==== TEXTO FORNECIDO ====

Como não podia deixar de ser, a música para o fim de semana teria que ser do Carlos do Carmo.
Esta semana, ganhou, e foi o primeiro português a consegui-lo, o Grammy Latino por toda uma carreira dedicada à música, nomeadamente o fado.
Há uma canção que gosto particularmente dele, uma boa parte pela sua letra. A letra é escrita por Ary dos Santos. Um poeta e letrista que escreveu alguns dos poemas e letras mais fortes e sentidas da cultura portuguesas. Sobre a inconformidade, sobre a esperança, sobre o desejo.
Uma dessas letras/ poemas é Os Putos, um poema sobre a inocência de ser criança.
É sobre um bando de putos, livres, que vivem a sua inocência sem saberem o que seu futuro lhes reserva, a esperança que o seu país neles deposita.
São apenas crianças a viver a sua liberdade, a serem felizes por o serem.
No futuro, quando estiverem a cumpri-lo e a viverem a dita esperança, se a chegarem a ter, em vez de um pião e caricas, se o país permitir, terão um carro, uma casa e talvez filhos que com um pouco de sorte os conseguirão manter
Um dia serão enjaulados, estarão a cumprir horários castrantes, fechados na ironia dos "open space", serão pardais sem asas e sem bando. Sós no meio da multidão.

==== MATERIAL APRESENTADO ====

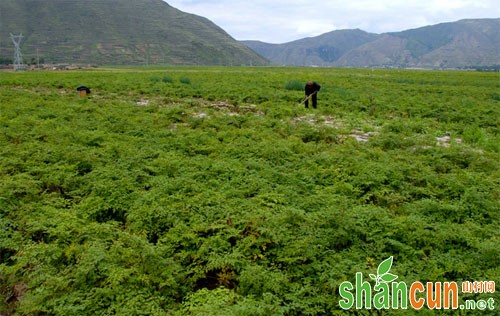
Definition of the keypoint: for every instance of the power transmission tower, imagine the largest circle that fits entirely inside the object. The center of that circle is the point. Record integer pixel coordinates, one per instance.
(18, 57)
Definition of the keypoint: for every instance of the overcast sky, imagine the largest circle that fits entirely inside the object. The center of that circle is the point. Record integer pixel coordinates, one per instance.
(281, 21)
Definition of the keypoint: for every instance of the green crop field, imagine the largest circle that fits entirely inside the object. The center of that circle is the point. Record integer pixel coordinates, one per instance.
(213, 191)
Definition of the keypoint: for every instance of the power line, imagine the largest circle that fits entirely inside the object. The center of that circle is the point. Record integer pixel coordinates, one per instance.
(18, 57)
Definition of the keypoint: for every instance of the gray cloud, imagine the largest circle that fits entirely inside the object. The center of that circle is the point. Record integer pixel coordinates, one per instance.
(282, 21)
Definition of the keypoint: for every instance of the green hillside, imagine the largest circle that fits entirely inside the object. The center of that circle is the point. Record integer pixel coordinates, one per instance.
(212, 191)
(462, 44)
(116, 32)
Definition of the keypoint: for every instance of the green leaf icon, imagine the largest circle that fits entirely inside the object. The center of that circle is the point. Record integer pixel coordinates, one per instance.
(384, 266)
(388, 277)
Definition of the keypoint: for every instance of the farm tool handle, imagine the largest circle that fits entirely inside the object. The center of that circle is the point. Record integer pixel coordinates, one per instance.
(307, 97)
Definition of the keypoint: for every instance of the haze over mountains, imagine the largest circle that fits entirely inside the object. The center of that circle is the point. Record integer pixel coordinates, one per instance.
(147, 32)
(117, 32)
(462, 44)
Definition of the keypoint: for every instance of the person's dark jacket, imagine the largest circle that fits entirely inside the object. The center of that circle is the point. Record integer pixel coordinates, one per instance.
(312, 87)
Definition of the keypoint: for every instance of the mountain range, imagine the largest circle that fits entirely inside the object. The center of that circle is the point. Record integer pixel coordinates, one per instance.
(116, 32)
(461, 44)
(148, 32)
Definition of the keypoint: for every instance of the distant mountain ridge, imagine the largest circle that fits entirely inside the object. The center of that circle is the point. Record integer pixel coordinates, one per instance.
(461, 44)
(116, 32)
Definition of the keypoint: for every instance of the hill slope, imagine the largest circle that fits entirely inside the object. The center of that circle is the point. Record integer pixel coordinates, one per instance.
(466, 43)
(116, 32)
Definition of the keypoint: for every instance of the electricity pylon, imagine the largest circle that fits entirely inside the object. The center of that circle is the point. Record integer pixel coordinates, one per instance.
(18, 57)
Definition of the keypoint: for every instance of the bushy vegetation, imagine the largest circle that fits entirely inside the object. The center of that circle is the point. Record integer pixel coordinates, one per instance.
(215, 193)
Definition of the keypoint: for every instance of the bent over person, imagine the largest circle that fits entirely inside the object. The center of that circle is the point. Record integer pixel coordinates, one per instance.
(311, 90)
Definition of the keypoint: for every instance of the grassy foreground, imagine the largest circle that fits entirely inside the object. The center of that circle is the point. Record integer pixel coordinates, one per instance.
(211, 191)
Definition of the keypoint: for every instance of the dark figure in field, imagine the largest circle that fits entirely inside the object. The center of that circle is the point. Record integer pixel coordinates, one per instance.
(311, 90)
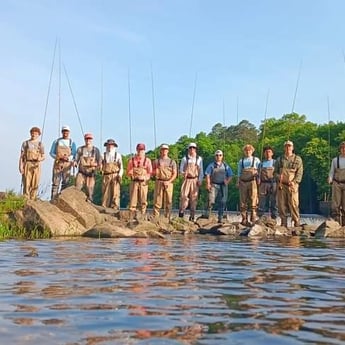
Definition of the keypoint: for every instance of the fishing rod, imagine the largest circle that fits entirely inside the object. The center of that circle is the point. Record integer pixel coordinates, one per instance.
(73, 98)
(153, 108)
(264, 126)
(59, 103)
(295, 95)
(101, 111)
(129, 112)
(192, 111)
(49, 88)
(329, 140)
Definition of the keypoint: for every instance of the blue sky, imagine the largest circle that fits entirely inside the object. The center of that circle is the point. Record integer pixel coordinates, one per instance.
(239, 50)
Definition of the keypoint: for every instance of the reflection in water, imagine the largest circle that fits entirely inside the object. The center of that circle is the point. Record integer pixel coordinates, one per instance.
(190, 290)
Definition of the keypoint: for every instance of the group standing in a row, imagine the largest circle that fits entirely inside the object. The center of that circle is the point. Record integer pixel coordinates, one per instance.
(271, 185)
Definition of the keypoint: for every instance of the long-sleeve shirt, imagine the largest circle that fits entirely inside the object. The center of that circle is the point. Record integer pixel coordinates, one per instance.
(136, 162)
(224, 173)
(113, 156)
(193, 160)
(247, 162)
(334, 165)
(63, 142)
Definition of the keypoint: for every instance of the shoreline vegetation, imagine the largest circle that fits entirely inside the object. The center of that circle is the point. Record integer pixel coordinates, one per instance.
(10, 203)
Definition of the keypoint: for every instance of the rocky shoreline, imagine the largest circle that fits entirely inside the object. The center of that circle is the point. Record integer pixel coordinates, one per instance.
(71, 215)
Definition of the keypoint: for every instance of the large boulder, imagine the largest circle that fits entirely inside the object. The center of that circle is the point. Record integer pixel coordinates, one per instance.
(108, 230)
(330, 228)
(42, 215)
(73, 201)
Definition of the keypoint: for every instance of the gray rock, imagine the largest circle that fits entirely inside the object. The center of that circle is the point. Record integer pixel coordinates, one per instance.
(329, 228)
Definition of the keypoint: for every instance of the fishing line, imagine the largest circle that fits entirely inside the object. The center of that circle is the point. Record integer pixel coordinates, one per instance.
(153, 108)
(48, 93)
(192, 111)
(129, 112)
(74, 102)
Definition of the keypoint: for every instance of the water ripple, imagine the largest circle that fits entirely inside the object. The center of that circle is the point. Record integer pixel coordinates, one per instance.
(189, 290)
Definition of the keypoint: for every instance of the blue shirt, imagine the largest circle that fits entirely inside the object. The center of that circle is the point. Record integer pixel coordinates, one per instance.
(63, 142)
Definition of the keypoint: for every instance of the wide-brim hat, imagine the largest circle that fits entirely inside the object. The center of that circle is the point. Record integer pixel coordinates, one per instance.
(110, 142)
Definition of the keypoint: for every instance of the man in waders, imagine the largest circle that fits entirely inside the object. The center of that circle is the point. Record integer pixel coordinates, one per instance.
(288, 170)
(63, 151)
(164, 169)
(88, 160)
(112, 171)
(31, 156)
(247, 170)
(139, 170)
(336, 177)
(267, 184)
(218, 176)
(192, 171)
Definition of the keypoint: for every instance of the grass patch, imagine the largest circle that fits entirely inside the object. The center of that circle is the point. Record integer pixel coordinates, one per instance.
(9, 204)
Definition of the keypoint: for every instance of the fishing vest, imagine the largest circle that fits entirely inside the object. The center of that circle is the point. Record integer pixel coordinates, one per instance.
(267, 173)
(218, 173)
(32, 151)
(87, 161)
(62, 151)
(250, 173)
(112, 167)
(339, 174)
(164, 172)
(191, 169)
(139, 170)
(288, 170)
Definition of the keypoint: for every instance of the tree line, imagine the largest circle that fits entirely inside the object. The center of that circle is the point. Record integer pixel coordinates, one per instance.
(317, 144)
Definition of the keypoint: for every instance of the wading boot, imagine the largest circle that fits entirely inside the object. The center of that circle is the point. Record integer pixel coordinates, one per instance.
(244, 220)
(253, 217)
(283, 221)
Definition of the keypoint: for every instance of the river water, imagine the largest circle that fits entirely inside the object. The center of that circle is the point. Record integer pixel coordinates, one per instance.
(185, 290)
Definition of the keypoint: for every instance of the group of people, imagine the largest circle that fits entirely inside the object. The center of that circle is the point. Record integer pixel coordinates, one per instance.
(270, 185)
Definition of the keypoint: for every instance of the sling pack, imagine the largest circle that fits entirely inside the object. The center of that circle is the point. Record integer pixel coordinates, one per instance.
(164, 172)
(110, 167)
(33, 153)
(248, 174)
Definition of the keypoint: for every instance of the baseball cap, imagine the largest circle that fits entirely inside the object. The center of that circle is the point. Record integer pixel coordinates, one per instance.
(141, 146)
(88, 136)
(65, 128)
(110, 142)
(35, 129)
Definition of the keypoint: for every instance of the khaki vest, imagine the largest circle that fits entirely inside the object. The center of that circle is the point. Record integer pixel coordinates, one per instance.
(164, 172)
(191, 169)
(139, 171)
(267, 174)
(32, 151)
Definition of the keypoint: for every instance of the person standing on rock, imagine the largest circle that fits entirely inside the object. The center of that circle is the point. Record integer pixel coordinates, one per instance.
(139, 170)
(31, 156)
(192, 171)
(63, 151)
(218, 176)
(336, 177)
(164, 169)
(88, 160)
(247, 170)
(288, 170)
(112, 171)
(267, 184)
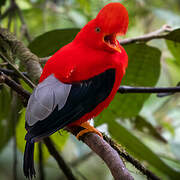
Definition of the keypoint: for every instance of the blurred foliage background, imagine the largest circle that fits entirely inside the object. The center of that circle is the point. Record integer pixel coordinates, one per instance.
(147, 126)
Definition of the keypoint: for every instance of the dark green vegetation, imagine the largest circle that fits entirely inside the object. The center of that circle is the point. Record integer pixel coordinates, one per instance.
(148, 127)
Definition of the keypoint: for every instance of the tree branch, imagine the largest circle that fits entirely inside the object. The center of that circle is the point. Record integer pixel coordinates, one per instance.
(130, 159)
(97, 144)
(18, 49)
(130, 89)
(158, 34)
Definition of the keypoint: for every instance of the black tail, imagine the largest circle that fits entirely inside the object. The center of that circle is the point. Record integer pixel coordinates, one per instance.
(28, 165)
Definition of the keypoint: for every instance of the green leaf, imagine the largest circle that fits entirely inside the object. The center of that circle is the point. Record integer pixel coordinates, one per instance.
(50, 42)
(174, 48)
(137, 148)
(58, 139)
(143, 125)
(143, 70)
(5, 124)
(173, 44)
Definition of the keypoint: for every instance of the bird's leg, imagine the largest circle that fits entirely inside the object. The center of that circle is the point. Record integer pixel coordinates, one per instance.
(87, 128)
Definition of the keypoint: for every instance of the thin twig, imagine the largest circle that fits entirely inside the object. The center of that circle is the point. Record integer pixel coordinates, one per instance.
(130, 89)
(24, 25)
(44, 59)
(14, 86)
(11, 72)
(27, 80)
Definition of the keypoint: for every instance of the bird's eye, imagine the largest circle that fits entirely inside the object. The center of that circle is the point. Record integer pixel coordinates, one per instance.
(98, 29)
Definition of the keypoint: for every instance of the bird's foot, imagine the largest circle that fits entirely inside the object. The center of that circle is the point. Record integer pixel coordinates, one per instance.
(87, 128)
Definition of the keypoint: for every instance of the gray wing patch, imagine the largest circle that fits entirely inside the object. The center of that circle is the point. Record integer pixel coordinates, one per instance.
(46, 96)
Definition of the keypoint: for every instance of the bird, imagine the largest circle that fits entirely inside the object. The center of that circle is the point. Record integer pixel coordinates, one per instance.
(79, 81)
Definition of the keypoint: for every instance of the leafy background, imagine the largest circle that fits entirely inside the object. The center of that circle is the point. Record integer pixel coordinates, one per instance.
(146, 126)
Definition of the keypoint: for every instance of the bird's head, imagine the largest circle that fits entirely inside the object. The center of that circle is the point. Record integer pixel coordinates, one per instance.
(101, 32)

====

_TAREFAS E EXERCÍCIOS_.
A – No texto sobre Carlos do Carmo, quem é apontado como autor da letra de Os Putos?
B – Continue o texto sobre Carlos do Carmo e a canção Os Putos a partir da última frase apresentada.

_RESPOSTAS AOS EXERCÍCIOS_.
A – Ary dos Santos.

B –
Nessa altura terão depressões, desespero, viverão o stress, serão hipócritas e se o conseguirem, terão que pisar os que estão ao seu lado, para não serem pisados.
Sentirão que estarão fora do seu tempo, não serão compreendidos e não compreenderão o que se passa à sua volta. Então voltarão a desejar a não ser adultos, a não serem homens.
Na altura em que o mundo é simples e os sonhos são todos possíveis e realizáveis. Quando uma bola, um charco talvez lamacento e um pôr do sol numa tarde que cai, é tudo o que precisam. Quando são felizes e não sabem que o são.
São putos.
Bom fim de semana :)
Os Putos
Uma bola de pano, num charco
Um sorriso traquina, um chuto
Na ladeira a correr, um arco
O céu no olhar, dum puto.
Uma fisga que atira, a esperança
Um pardal de calções, astuto
E a força de ser, criança
Contra a força dum chui, que é bruto.
Parecem bandos de pardais à solta
Os putos, os putos
São como índios, capitães da malta
Os putos, os putos
Mas quando a tarde cai
Vai-se a revolta
Sentam-se ao colo do pai
É a ternura que volta
E ouvem-no a falar do homem novo
São os putos deste povo
A aprenderem a ser homens.
As caricas brilhando, na mão
A vontade que salta, ao eixo
Um puto que diz, que não
Se a porrada vier, não deixo
Um berlinde abafado, na escola
Um pião na algibeira, sem cor
Um puto que pede, esmola
Porque a fome lhe abafa, a dor.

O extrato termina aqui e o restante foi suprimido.